--- TEXT FOR ANALYSIS Enclosed Below ---

As the last frosts begin to thaw out and the days start to get a little longer, we know that spring is on its way. For gardeners, it’s a time for clearing, pruning, planting and preparing. Not to mention getting to enjoy the first signs of life as small buds appear from forgotten bulbs in unexpected places. But as always, it’s good to have an idea of what needs doing when, so as to get the most from your garden. Here are a few simple pointers to help you get on track.
Once the ground starts to soften, you can start mulching beds and borders and remove any deadheads from other plants. Newly planted trees and shrubs will appreciate a top dressing of compost or manure, and weeds should be removed before they take hold.
Almost anything that survived the winter will need a little TLC to help bring it back into bloom so grab your secateurs and get pruning. Follow the ‘Three Ds’ by removing anything dead, diseased or damaged. It’s also a good idea to remove any crossing branches so they don’t cause damage by rubbing up against each other. Removing water sprouts (upward growing shoots on trunks or side branches) and suckers (vigorous shoots that develop near to or from below the ground) will minimise weak wood and provide more food and water for the main plant or tree.

--- End of Enclosed TEXT FOR ANALYSIS ---
--- INFORMATION Enclosed Below ---

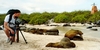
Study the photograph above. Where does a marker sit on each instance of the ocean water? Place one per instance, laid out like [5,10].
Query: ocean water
[86,32]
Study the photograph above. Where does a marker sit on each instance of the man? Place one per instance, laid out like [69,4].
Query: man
[9,24]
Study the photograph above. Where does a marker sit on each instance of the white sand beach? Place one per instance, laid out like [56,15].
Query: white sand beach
[38,42]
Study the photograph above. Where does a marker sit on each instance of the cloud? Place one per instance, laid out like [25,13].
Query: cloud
[29,6]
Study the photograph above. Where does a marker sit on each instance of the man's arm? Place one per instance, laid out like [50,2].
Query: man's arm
[7,27]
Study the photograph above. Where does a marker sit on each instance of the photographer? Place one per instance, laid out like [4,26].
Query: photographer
[9,24]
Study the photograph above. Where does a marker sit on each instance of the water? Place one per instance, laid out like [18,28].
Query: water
[86,32]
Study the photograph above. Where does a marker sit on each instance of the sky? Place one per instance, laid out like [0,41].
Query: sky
[30,6]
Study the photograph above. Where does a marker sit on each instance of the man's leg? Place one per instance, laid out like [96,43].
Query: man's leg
[7,33]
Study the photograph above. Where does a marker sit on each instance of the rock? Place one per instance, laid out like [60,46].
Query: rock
[71,34]
[94,29]
[66,24]
[64,43]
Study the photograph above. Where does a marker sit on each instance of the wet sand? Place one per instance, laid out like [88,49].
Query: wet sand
[38,42]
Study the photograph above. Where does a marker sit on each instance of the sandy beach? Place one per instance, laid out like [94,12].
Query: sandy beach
[38,42]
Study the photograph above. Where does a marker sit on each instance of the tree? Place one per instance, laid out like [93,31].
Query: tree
[61,18]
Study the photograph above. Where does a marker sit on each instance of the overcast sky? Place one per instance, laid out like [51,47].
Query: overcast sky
[29,6]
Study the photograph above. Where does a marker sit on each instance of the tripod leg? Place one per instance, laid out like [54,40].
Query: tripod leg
[23,36]
[17,33]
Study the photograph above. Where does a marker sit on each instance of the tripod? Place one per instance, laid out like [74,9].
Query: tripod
[17,31]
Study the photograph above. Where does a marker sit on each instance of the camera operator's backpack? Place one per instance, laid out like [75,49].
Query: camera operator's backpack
[10,12]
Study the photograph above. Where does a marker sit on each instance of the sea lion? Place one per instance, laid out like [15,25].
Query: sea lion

--- End of Enclosed INFORMATION ---

• WORK ITEM: From the spring gardening text, output the passage starting with "As the last" and going on through "they take hold.", word for word. Rely on the spring gardening text alone.

• EXERCISE RESULT:
As the last frosts begin to thaw out and the days start to get a little longer, we know that spring is on its way. For gardeners, it’s a time for clearing, pruning, planting and preparing. Not to mention getting to enjoy the first signs of life as small buds appear from forgotten bulbs in unexpected places. But as always, it’s good to have an idea of what needs doing when, so as to get the most from your garden. Here are a few simple pointers to help you get on track.
Once the ground starts to soften, you can start mulching beds and borders and remove any deadheads from other plants. Newly planted trees and shrubs will appreciate a top dressing of compost or manure, and weeds should be removed before they take hold.